(Source extract)

I thought I’d elaborate here on my thoughts about effectively addressing somebody else’s fear.

For example, telling someone to stop feeling fear isn’t particularly effective, I don’t think, and it usually comes across as pretty harsh and not very compassionate, which may exacerbate a fear reaction.  Sometimes helping someone shine a flashlight under the bed helps, or explaining how others have dealt with an analogous fear gives them a needed roadmap.  Sometimes it is merely a matter of exposing the person to the thing feared, of having them taste the green eggs and ham, in effect.  Sometimes it helps for the person to identify an event or image that seems to be at the root of their fear and to re-examine that situation in order to see it differently:  maybe not all large dogs are unfriendly, and maybe even the one who seemed so was just being territorial and reacting with his own anxiety to feeling challenged, while tied up in front of the house he was trying to protect, by someone who didn’t speak “dog.”

I guess, with regard to fear, conservatives, and liberals, I might start with an issue like guns or immigration and try to address people’s fears directly, respectfully, and compassionately without contributing to them or endorsing them.  I think fears can be dismantled or at least reduced, and from that would flow a change in attitude toward the need for such hypervigilant self-protection.  I think that might change the policy debates on these issues more substantially than other approaches.

(End Source extract)
(Dataset entries)

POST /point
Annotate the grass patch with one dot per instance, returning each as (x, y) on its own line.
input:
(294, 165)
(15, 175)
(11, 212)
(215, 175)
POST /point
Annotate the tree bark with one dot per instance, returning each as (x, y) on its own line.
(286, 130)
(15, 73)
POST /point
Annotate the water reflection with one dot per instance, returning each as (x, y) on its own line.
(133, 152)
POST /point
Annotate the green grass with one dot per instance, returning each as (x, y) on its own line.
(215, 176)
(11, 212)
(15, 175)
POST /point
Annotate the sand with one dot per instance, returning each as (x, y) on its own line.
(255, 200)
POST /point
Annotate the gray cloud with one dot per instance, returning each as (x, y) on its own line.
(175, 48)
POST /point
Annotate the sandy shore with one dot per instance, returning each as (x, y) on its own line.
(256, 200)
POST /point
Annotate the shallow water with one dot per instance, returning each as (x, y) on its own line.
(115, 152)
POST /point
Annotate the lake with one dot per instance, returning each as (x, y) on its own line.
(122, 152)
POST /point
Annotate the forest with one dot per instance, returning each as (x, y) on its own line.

(End Dataset entries)
(Dataset entries)

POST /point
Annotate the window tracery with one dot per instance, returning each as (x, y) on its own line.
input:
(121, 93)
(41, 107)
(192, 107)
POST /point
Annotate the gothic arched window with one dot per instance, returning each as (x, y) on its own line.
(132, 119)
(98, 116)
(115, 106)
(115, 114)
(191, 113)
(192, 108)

(End Dataset entries)

» **Requirement**
In the passage on fear, how does the writer say telling someone to stop feeling fear usually comes across? The data is separate from the passage on fear.

» **Exercise result**
As pretty harsh and not very compassionate.